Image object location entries
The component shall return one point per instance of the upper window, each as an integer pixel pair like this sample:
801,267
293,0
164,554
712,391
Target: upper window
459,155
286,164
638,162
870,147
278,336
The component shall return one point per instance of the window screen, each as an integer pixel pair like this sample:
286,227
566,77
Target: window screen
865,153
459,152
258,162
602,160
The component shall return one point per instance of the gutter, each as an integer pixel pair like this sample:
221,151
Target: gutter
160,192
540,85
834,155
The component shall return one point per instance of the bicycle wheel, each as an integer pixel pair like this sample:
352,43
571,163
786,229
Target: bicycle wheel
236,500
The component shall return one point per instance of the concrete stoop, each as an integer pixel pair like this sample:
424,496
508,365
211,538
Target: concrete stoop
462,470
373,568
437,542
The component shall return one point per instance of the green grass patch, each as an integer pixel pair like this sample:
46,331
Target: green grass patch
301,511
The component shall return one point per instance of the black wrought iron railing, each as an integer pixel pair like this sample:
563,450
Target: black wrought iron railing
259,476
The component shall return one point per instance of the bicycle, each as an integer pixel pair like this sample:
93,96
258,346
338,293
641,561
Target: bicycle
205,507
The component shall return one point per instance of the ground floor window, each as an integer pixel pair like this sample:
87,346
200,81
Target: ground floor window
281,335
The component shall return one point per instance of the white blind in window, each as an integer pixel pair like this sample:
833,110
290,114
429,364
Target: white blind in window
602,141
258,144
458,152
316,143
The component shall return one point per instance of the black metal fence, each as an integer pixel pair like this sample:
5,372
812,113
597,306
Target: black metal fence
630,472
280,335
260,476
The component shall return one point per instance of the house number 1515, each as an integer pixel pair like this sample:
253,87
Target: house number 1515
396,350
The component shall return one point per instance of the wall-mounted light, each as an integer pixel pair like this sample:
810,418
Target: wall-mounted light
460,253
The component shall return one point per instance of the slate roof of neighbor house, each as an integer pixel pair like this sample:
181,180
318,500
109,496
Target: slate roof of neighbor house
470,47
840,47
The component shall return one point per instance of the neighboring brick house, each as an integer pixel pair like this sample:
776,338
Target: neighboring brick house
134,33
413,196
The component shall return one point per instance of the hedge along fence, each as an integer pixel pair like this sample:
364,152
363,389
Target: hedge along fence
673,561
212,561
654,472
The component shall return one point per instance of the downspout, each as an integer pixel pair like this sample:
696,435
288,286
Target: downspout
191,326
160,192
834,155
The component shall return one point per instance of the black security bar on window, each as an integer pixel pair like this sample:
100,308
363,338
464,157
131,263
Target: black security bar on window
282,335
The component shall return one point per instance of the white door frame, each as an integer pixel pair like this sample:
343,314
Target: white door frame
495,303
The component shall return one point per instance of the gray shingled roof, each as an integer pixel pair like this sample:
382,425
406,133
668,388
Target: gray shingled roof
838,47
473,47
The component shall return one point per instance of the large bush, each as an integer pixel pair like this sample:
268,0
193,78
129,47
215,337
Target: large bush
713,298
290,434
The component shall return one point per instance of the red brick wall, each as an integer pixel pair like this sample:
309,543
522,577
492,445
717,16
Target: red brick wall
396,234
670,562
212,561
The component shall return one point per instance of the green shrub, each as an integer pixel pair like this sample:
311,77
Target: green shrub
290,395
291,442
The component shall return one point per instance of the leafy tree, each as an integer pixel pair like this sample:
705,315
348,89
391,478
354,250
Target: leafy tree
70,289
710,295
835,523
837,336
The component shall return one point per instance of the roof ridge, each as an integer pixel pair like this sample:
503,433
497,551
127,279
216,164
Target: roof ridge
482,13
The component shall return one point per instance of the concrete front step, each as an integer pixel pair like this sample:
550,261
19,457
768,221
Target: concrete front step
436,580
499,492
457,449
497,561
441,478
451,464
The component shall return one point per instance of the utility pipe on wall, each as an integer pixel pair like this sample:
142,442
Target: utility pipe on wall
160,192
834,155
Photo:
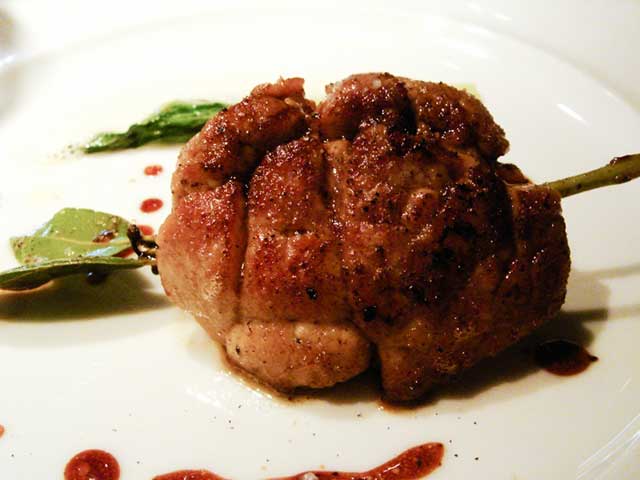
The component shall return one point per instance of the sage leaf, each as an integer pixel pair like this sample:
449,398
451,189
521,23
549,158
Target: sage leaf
72,233
32,276
176,122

> _TO BE DONE_: Without any pictures, write out the lines running from the one containing "The component shall return one point per instance of the leafy" through the end of the listing above, both included, exactly as given.

> _THE RESULT_:
The component shall return one point per instance of the leafy tree, each as an integer pixel pair like this sample:
705,315
348,89
391,478
354,250
Target: leafy tree
70,289
710,295
835,523
837,336
The component shall return one point per instance of the roof ridge, each as an integer pixel pair like this sample:
503,433
497,551
127,279
216,164
Target: roof ridge
482,13
The component shall return one point per instance of the concrete front step, each as an integer pixel pair like this sample:
550,261
19,457
768,221
Target: concrete front step
436,580
499,492
457,449
497,561
441,478
451,464
The component shall return one point per instance of the utility pipe on wall, each as an integer pixel pair like this sample:
142,442
Target: utility pipe on wall
160,192
834,155
Photo:
The component shall return one point per instance of the sage leaf, each as an integer pixel pair like this sample:
449,398
451,189
521,23
549,158
Target: sage leaf
72,233
32,276
176,122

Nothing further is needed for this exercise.